**EXERCISE DIRECTIONS:**
In the records below, rename "Target class" to "Object category" everywhere it appears and leave every other character as it is.
++++ INFORMATION SUPPLIED ++++
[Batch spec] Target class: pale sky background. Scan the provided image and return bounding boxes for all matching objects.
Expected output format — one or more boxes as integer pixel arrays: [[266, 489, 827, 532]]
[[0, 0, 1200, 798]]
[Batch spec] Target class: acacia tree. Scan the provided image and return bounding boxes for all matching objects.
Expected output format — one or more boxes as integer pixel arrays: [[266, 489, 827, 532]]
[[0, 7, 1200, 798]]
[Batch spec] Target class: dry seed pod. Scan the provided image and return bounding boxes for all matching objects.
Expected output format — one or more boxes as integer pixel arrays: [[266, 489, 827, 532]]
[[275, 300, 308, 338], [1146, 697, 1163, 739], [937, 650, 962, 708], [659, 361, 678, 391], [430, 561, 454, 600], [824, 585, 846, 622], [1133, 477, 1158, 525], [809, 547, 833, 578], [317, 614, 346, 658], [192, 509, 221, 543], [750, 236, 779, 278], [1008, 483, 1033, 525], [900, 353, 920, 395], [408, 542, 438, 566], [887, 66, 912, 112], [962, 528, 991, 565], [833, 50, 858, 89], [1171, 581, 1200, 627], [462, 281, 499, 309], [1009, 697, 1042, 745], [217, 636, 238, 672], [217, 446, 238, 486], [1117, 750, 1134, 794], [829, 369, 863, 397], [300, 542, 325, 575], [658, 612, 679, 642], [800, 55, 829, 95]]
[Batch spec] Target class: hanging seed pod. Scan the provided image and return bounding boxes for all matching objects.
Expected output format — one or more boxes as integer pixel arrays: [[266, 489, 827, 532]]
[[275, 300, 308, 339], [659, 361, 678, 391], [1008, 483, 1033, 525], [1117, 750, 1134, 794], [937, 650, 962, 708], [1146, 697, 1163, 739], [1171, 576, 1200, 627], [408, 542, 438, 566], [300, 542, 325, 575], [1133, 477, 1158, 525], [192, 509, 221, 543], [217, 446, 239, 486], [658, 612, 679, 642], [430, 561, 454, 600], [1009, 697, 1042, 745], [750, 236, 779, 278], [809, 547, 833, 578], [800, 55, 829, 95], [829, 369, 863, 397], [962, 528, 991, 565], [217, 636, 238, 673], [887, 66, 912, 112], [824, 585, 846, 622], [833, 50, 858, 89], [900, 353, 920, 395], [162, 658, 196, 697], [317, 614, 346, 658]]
++++
**TASK ANSWER:**
[Batch spec] Object category: pale sky background. Scan the provided image and return bounding boxes for all matching objects.
Expected output format — one or more boxes as integer pixel arrays: [[266, 489, 827, 532]]
[[0, 0, 1200, 798]]
[Batch spec] Object category: acacia tree. Scan the provided image and return bounding boxes for all matching objects.
Expected output format — one or more boxes as integer pixel arrays: [[266, 489, 827, 532]]
[[0, 7, 1200, 798]]
[Batch spec] Object category: dry seed pod. Scan the provided image and return bounding boxes for all matching objects.
Expected output format — one or more boxes as integer pixel arrays: [[266, 489, 827, 532]]
[[275, 300, 308, 338], [1146, 697, 1163, 739], [937, 650, 962, 708], [659, 361, 678, 391], [430, 561, 454, 600], [824, 585, 846, 622], [1133, 477, 1158, 525], [809, 547, 833, 578], [317, 614, 346, 658], [192, 509, 221, 543], [750, 236, 779, 278], [1008, 483, 1033, 525], [900, 353, 920, 395], [408, 542, 438, 566], [887, 66, 912, 112], [962, 528, 991, 565], [833, 50, 858, 89], [1171, 581, 1200, 627], [462, 281, 499, 309], [1009, 697, 1042, 745], [217, 636, 238, 672], [217, 446, 238, 486], [1117, 750, 1134, 794], [829, 369, 863, 397], [300, 542, 325, 575], [658, 612, 679, 642], [800, 55, 829, 95]]
[Batch spec] Object category: hanging seed pod. Scan the provided image and return bounding boxes for all matching objects.
Expected output format — one or more boxes as integer pixel arrays: [[266, 489, 827, 532]]
[[275, 300, 308, 339], [659, 361, 678, 391], [1008, 483, 1033, 525], [1117, 750, 1134, 794], [937, 650, 962, 708], [1146, 697, 1163, 739], [1171, 576, 1200, 627], [408, 542, 438, 566], [300, 542, 325, 575], [1133, 477, 1158, 525], [192, 509, 221, 543], [217, 446, 239, 486], [658, 612, 679, 642], [430, 561, 454, 600], [1009, 697, 1042, 745], [750, 236, 779, 278], [809, 547, 833, 578], [800, 55, 829, 95], [829, 369, 863, 397], [962, 528, 991, 565], [217, 636, 238, 673], [887, 66, 912, 112], [824, 585, 846, 622], [833, 50, 858, 89], [900, 353, 920, 395], [162, 658, 196, 697], [317, 614, 346, 658]]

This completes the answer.